[[ DATA PROVIDED, beginning ]]

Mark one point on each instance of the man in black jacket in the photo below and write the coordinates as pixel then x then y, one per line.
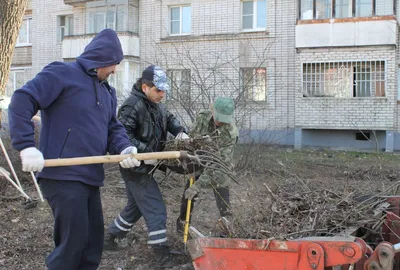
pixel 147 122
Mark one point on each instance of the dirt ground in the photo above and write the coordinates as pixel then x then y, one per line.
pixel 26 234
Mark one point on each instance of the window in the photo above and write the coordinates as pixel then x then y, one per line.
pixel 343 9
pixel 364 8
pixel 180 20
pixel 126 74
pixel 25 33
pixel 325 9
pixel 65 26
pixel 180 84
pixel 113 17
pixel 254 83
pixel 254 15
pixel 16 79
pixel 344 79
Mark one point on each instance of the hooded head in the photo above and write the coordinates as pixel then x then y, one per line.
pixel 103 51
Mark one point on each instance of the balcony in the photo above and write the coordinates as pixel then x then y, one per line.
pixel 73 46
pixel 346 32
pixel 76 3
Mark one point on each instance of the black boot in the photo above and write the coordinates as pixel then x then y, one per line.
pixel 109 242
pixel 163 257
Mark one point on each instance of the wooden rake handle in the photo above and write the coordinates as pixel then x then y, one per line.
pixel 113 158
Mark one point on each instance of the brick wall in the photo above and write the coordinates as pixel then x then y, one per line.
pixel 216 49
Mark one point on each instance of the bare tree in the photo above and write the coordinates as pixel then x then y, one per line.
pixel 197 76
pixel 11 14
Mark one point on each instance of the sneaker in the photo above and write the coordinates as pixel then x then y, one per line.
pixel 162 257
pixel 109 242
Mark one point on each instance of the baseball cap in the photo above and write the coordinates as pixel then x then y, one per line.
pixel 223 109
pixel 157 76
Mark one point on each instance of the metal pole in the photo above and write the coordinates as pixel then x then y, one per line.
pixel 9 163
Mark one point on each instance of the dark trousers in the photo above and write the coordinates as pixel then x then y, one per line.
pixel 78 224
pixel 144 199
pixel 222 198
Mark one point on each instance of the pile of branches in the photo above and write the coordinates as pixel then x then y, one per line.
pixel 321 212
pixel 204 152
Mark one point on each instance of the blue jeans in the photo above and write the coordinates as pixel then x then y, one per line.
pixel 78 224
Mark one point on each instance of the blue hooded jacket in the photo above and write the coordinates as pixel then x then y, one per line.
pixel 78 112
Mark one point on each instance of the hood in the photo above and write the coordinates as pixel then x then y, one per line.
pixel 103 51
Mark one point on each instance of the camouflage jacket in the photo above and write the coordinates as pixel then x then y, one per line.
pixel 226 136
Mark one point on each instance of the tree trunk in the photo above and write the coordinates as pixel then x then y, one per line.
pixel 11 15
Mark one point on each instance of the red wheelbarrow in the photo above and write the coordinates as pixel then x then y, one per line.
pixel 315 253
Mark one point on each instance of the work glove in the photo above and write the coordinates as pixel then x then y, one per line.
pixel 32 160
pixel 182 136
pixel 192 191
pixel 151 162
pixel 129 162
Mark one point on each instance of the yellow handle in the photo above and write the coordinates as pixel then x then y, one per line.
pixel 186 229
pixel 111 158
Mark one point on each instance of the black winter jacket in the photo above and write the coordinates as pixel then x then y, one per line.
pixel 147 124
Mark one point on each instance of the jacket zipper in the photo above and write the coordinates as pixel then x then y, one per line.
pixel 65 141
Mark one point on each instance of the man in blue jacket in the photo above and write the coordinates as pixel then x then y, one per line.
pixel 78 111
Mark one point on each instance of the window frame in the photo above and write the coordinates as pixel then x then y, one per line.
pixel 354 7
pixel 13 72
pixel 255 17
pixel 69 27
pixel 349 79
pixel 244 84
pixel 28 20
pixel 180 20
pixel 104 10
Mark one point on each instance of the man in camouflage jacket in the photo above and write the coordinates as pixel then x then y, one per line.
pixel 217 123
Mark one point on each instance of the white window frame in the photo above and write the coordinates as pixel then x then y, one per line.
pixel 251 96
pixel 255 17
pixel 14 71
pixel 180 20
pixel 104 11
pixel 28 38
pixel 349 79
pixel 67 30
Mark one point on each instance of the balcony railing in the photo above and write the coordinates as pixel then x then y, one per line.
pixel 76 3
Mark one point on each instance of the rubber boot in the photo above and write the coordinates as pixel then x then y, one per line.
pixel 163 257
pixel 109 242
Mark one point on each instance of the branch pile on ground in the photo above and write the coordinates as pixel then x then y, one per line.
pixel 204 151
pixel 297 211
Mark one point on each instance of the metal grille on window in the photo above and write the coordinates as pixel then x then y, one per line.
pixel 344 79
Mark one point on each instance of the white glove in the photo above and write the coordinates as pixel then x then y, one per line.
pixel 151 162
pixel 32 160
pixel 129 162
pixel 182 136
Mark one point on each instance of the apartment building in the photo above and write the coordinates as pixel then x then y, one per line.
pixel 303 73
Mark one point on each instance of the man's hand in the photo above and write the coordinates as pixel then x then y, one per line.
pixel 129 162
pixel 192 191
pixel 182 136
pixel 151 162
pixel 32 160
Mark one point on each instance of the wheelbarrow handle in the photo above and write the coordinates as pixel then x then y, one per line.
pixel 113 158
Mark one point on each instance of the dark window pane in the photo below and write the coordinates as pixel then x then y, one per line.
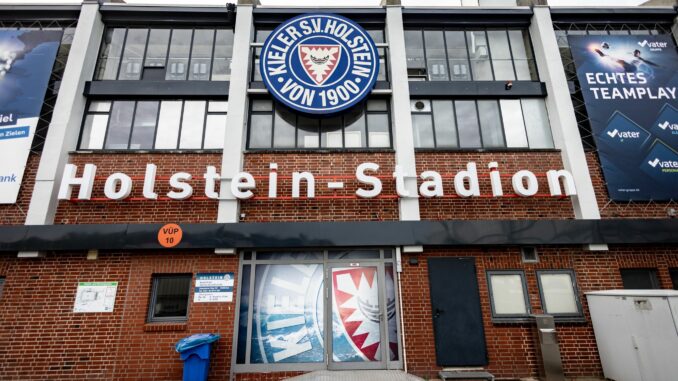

[[ DATA PROVIDED, end ]]

**EXERCISE**
Print each entry exactly, leaving pictures out.

**EXERCISE SOLUTION**
Mark one point on each instance of the man in black jacket in the photo below and write the coordinates as pixel then x then y, one per line.
pixel 147 122
Mark one point on each instance of the dirt ground in the photo above and write the coordinates as pixel then x then y, one per line.
pixel 26 234
Mark one point on each instance of the window in the photo above and write the coordinates as pixel then x then y, one per line.
pixel 343 9
pixel 364 8
pixel 180 20
pixel 126 74
pixel 25 33
pixel 325 9
pixel 65 26
pixel 180 84
pixel 113 17
pixel 254 83
pixel 254 15
pixel 16 79
pixel 344 79
Mark one point on each instance of the hooded head in the photo above and write the coordinates as pixel then x then y, one per line.
pixel 103 51
Mark one point on each instance of the balcony in the photo above and write the coordinates as pixel then x then y, one per line.
pixel 73 46
pixel 346 32
pixel 76 3
Mark one point on each instance of the black boot in the photo above and write the coordinates as pixel then x then y, one per line.
pixel 109 242
pixel 163 257
Mark one point on each instance of the wooden rake handle in the photo above and write the coordinates as pixel then x then y, one per line.
pixel 113 158
Mark one point on each instance of the brick wall in the photo above and write the coordinates as pixel then x then y, one per line.
pixel 216 49
Mark one point on each instance of the bare tree in the photo above and write the coordinates as pixel then x then y, one per line.
pixel 197 76
pixel 11 14
Mark one point on each instance of the sneaker in the photo above and write the coordinates as pixel then x then y, one per line.
pixel 162 257
pixel 109 242
Mark one point on each instance of the baseball cap in the photo above and write the coordinates as pixel then x then y, one per line.
pixel 223 109
pixel 157 76
Mark one point on each instance of the metal pole in the photo above and write the coordinates as pixel then x then y, one per line.
pixel 9 163
Mark one point on each instance of the dark trousers in the photo above and write the coordinates as pixel then x then y, one per line.
pixel 78 224
pixel 144 199
pixel 222 198
Mark one point on each instance of the pile of branches in the photo above and write the coordinates as pixel then x then y, one per line.
pixel 321 212
pixel 204 152
Mark one point on each instance of the blue jeans in the photo above and write the coordinates as pixel then x then y, one per line.
pixel 78 224
Mark one point on each instance of the blue hooded jacket in the photo above and write the coordinates as pixel then x then y, one per line.
pixel 78 112
Mark one point on each instance of the hood in the photo above and write the coordinates as pixel then x then y, one per line.
pixel 103 51
Mark one point on each instance of the camouflage jacket in the photo above and write the coordinates as pixel then x then y, one per line.
pixel 226 136
Mark one point on each instance of the tree trunk in the photo above and write the coordinates as pixel then x then y, one per line.
pixel 11 15
Mark one point on each instance of the red wheelbarrow in the photo above and write the coordinates as pixel then x then y, one per line.
pixel 315 253
Mark one point on each instance of the work glove in the photo above and write the coordinates as pixel then x then y, one per line.
pixel 32 160
pixel 182 136
pixel 192 191
pixel 151 162
pixel 129 162
Mark one point on each instance of the yellow handle in the photo above and write the coordinates as pixel then x then y, one per line.
pixel 186 229
pixel 111 158
Mark one point on each instance of the black winter jacket in the photo above and write the coordinates as pixel then x then y, one per line.
pixel 147 124
Mark one point on each instance of the jacket zipper in the photo above and write the coordinates as pixel then x then y, one per line.
pixel 65 141
Mark one point on each instance of the man in blue jacket in the photo above and write the coordinates as pixel then x then y, one per line.
pixel 78 111
Mark one point on each instance of the window frame in the photo above and write the coordinates as pixel then x then y, one per line.
pixel 354 7
pixel 13 72
pixel 255 17
pixel 69 27
pixel 349 79
pixel 244 84
pixel 28 20
pixel 180 20
pixel 104 10
Mark one point on each instance of the man in camouflage jacket in the photo above and write the coordinates as pixel then x then y, one per line.
pixel 217 123
Mark one point on each instance of the white window frame in the photo above and write the coordinates as pixel then x then y, one per line.
pixel 251 96
pixel 255 17
pixel 14 71
pixel 180 20
pixel 104 11
pixel 28 38
pixel 349 79
pixel 67 30
Mark one point on each instance of the balcony railing in the photo above and write the coordinates as pixel then x then y, one per line.
pixel 76 3
Mark one point on each instance of the rubber boot in the photo above and write the coordinates as pixel then x then y, one per line.
pixel 163 257
pixel 109 242
Mark one point on each instance of the branch pile on ground in the photo above and write the coordinates as pixel then x then y, one per line.
pixel 204 151
pixel 297 211
Mark one point on each instance of the metal grille on window in the photo above and write the coordinates as pixel then x then y, one per line.
pixel 344 79
Mark one point on each instance of the white glove in the photo above and write the coordinates as pixel then x then y, one per line.
pixel 151 162
pixel 32 160
pixel 129 162
pixel 182 136
Mark one point on each instance of the apartment building in the photo above and write the coordinates as pixel then x then y, one per line.
pixel 303 73
Mark one point on each instance of the man's hand in the photo above and write the coordinates as pixel then x then y, one per line.
pixel 129 162
pixel 192 191
pixel 182 136
pixel 151 162
pixel 32 160
Mark one point on each instance of the wheelbarrow handle in the photo above and write the coordinates as pixel then x then y, one per line.
pixel 113 158
Mark one point on each instance of the dark window pane in the photo below and write the coordinates as pixel then x then y, one per line.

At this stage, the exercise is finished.